However, given issues with multifinality—that is, the combinatorial effect of multiple risk factors being associated with any given set of outcomes—Dodge and Pettit (2003) highlight that researchers should articulate the conditions under which a specific component may be associated with externalizing outcomes, accounting for other components that may also be associated. The authors recommend simultaneously testing multiple risk factors, highlighting the specific component under investigation. Such approaches would allow for robust testing of the unique contributions of one component of the model under investigation—in the present case, physiological dysregulation—above and beyond other components of theoretical importance. Following this guidance, in the present work, we investigated the effect of physiological dysregulation on clinical externalizing status while controlling for the previously well-documented roles of sympathy (emotional component) and inhibitory control (cognitive component).

The Present Study

In this work, we assessed how dynamic RMSSD across short-term intervals may distinguish 8- to 12-year-old children with versus without externalizing difficulties. We collected intensive longitudinal electrocardiogram data from children as they responded to hypothetical social transgression scenarios, and compared clinical and community samples of children in two ways: (1) absolute or mean levels of RMSSD across the scenarios and (2) variability or fluctuations in RMSSD across the scenarios. The latter was a novel component of particular interest, as we binned children’s RMSSD into 15 5-s intervals across the transgressions, resulting in an intensive longitudinal dataset that could be used to accurately model short-term variability (Hamaker et al., 2015). With 5-s intervals, we adopted an exploratory approach that used shorter timespans compared to typical physiological regulation studies. Our initial assessments demonstrated that with our sample size (120 participants), 15 timepoints of measurement would be sufficient to satisfy the minimum requirements of DSEM (McNeish & Hamaker, 2020; Schultzberg & Muthen, 2018). In order to extract this number of timepoints from our experimental task, our data was parsed into 5-s intervals.

We adopted dynamic structural equation modelling (DSEM; McNeish & Hamaker, 2020) to assess within-person fluctuations in RMSSD over time in addition to averaged values, and, in turn, to model the predictive utility of these two RMSSD calculations on clinical status. We controlled for sympathy and inhibitory control in the model, as these constructs often differentiate between clinical and community samples in the context of externalizing difficulties (e.g., de Wied et al., 2005; Schoemaker et al., 2013), and leading theories advocate for the inclusion of multiple risk factors when attempting to establish the unique role of any single risk factor (Dodge & Pettit, 2003).

• Exercise 1: Translate this sentence from the study excerpt into Spanish: "The authors recommend simultaneously testing multiple risk factors, highlighting the specific component under investigation."
• Exercise 2: Reproduce the part of the study excerpt from "We adopted dynamic" up to and including "(Dodge & Pettit, 2003).", word for word.
The lines after this point come from a separate, unrelated source.

• Data below:
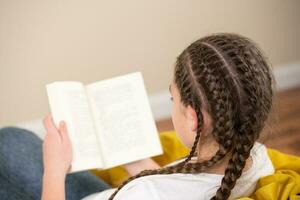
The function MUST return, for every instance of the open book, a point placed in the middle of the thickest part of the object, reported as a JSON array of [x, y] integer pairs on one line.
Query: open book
[[110, 122]]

• Answer section 1: Los autores recomiendan evaluar simultáneamente múltiples factores de riesgo, destacando el componente específico que se investiga.

• Answer section 2:
We adopted dynamic structural equation modelling (DSEM; McNeish & Hamaker, 2020) to assess within-person fluctuations in RMSSD over time in addition to averaged values, and, in turn, to model the predictive utility of these two RMSSD calculations on clinical status. We controlled for sympathy and inhibitory control in the model, as these constructs often differentiate between clinical and community samples in the context of externalizing difficulties (e.g., de Wied et al., 2005; Schoemaker et al., 2013), and leading theories advocate for the inclusion of multiple risk factors when attempting to establish the unique role of any single risk factor (Dodge & Pettit, 2003).